### [WHAT TO PRODUCE]
In the records below, quote verbatim everything from the line containing "Task: point out the red car" down to the line containing "point(81, 128)", including both of those lines.

Data records
────────────────────────────────────────
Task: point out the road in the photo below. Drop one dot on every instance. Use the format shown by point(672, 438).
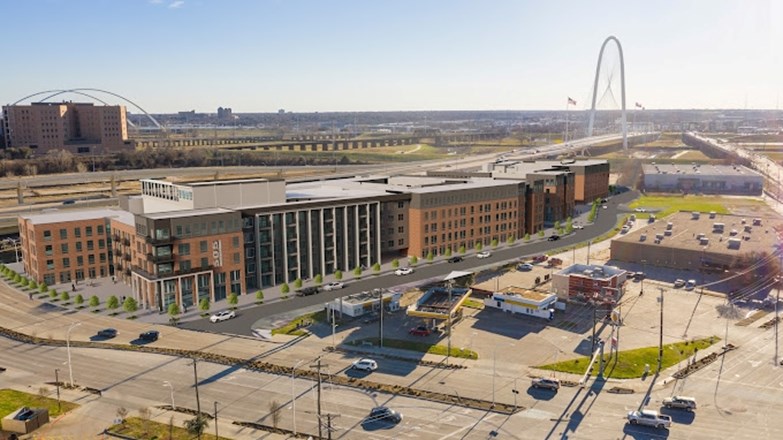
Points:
point(243, 323)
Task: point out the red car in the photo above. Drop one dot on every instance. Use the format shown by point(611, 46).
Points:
point(420, 331)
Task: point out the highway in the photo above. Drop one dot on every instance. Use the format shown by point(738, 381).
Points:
point(243, 323)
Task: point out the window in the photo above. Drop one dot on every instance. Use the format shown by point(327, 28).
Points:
point(183, 249)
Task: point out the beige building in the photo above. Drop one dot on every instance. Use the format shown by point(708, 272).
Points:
point(81, 128)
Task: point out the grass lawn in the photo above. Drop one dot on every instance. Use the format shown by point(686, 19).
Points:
point(630, 363)
point(11, 400)
point(669, 204)
point(293, 327)
point(421, 347)
point(136, 427)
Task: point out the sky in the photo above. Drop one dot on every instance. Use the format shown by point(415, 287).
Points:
point(373, 55)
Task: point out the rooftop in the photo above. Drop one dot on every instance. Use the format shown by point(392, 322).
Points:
point(71, 215)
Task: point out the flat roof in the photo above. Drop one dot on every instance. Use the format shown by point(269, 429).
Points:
point(186, 213)
point(704, 170)
point(686, 229)
point(525, 293)
point(70, 215)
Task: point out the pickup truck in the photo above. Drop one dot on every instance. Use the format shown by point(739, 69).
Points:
point(650, 418)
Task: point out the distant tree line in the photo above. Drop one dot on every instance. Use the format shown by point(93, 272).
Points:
point(22, 161)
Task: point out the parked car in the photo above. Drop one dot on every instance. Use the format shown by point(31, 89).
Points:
point(650, 418)
point(108, 333)
point(420, 331)
point(404, 271)
point(384, 413)
point(333, 286)
point(149, 336)
point(543, 382)
point(680, 402)
point(307, 291)
point(365, 365)
point(225, 315)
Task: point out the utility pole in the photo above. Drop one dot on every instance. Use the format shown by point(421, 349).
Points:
point(318, 365)
point(198, 401)
point(57, 384)
point(660, 333)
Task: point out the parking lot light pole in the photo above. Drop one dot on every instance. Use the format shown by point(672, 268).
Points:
point(68, 348)
point(171, 388)
point(293, 393)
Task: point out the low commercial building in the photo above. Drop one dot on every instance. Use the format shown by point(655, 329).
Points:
point(65, 246)
point(523, 301)
point(705, 179)
point(363, 303)
point(593, 284)
point(699, 241)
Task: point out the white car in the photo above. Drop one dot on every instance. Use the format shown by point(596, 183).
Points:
point(333, 286)
point(365, 365)
point(223, 316)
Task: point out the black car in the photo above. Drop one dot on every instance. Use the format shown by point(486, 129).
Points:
point(149, 336)
point(107, 333)
point(307, 291)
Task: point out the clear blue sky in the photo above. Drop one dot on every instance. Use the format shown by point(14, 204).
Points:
point(363, 55)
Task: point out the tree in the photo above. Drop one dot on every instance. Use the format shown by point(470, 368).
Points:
point(196, 425)
point(274, 411)
point(112, 303)
point(233, 300)
point(130, 305)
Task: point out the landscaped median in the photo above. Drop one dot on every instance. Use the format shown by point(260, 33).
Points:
point(421, 347)
point(631, 364)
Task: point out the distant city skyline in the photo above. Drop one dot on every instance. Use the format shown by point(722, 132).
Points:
point(307, 56)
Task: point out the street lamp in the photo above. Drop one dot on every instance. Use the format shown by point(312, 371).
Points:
point(171, 387)
point(68, 347)
point(293, 395)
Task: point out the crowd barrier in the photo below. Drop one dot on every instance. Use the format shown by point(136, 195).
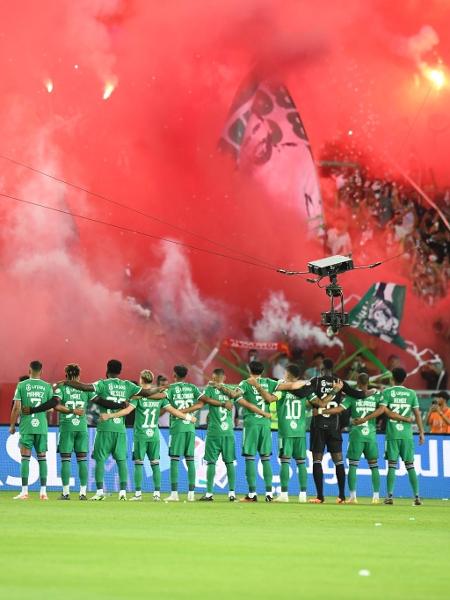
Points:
point(432, 461)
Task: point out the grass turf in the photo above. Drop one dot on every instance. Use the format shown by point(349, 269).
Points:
point(115, 549)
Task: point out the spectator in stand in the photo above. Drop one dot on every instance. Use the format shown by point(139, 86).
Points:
point(279, 367)
point(298, 359)
point(315, 370)
point(162, 380)
point(435, 375)
point(438, 417)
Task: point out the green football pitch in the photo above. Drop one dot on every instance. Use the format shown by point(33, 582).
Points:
point(112, 549)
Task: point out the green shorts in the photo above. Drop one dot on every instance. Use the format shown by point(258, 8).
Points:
point(182, 444)
point(220, 444)
point(70, 441)
point(143, 446)
point(257, 440)
point(356, 448)
point(401, 447)
point(292, 447)
point(110, 442)
point(38, 441)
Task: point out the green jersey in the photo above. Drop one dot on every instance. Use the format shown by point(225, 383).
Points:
point(402, 401)
point(33, 392)
point(360, 408)
point(182, 395)
point(72, 398)
point(291, 412)
point(146, 416)
point(220, 419)
point(252, 395)
point(117, 390)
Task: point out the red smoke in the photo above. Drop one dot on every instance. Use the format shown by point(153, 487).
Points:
point(152, 145)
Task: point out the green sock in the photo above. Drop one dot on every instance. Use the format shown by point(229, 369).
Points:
point(231, 474)
point(267, 474)
point(302, 477)
point(82, 471)
point(352, 478)
point(210, 474)
point(375, 479)
point(123, 473)
point(99, 473)
point(284, 476)
point(191, 474)
point(413, 481)
point(250, 474)
point(25, 470)
point(390, 480)
point(174, 475)
point(43, 471)
point(138, 475)
point(65, 472)
point(156, 470)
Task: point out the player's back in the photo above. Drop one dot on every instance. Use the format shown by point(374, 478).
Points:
point(401, 400)
point(220, 419)
point(180, 395)
point(323, 386)
point(147, 412)
point(251, 394)
point(71, 399)
point(32, 393)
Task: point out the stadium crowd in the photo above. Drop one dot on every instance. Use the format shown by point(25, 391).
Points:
point(366, 208)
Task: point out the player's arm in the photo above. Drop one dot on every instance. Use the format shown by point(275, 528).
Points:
point(214, 402)
point(395, 416)
point(321, 403)
point(79, 385)
point(44, 407)
point(234, 394)
point(253, 408)
point(151, 392)
point(267, 396)
point(182, 415)
point(104, 403)
point(292, 385)
point(120, 413)
point(373, 415)
point(15, 412)
point(419, 425)
point(353, 392)
point(336, 410)
point(69, 411)
point(444, 416)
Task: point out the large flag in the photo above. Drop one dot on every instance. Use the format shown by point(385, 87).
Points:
point(380, 312)
point(265, 135)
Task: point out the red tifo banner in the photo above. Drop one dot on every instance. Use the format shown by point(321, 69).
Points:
point(246, 345)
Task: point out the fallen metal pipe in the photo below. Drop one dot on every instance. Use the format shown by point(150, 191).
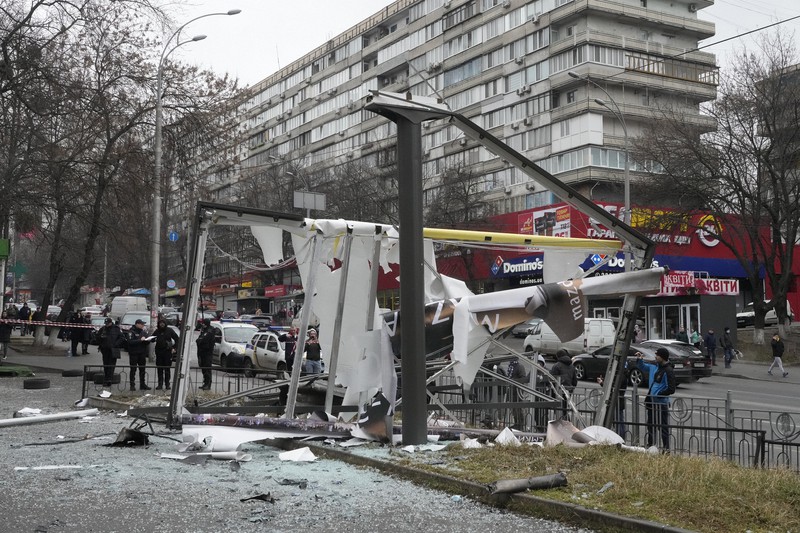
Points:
point(510, 486)
point(41, 419)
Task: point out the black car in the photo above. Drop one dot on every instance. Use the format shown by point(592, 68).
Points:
point(524, 329)
point(689, 362)
point(590, 366)
point(262, 322)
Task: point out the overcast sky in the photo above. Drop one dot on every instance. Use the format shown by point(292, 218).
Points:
point(270, 34)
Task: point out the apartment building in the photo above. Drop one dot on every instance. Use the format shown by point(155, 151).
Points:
point(562, 81)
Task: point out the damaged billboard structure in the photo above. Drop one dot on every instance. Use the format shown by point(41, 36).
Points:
point(339, 262)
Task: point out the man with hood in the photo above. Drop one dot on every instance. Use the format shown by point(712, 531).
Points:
point(166, 340)
point(205, 350)
point(564, 372)
point(111, 341)
point(661, 378)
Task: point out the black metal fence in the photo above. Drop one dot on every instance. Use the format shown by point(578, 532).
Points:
point(697, 426)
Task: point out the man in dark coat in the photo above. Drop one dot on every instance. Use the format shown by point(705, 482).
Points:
point(205, 349)
point(166, 340)
point(5, 333)
point(111, 342)
point(564, 371)
point(289, 341)
point(137, 351)
point(75, 332)
point(710, 341)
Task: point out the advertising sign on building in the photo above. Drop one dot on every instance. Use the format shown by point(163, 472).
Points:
point(529, 269)
point(273, 291)
point(686, 283)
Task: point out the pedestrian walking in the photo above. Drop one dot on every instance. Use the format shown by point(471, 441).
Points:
point(564, 372)
point(166, 340)
point(75, 332)
point(205, 350)
point(5, 332)
point(517, 372)
point(111, 341)
point(24, 313)
point(289, 341)
point(710, 340)
point(695, 338)
point(137, 352)
point(662, 385)
point(727, 347)
point(313, 352)
point(777, 355)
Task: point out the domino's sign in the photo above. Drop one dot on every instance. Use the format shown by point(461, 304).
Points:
────────────────────────────────────────
### [FINISHED TASK]
Task: point out the red car in the photo above. Drop one dot on every instance. Use the format shown by point(611, 46).
Points:
point(420, 331)
Task: point out the highway in the photo above. Drop one dot on every instance. Use the format shown by point(738, 381).
Points:
point(243, 323)
Task: point out the window in the photo above. Drop one dot on every instance. Use the format shown by point(327, 28).
Points:
point(183, 249)
Task: point out the beige building in the photo above. Drop one dot on every instance. Use the format shown by point(708, 272).
Points:
point(81, 128)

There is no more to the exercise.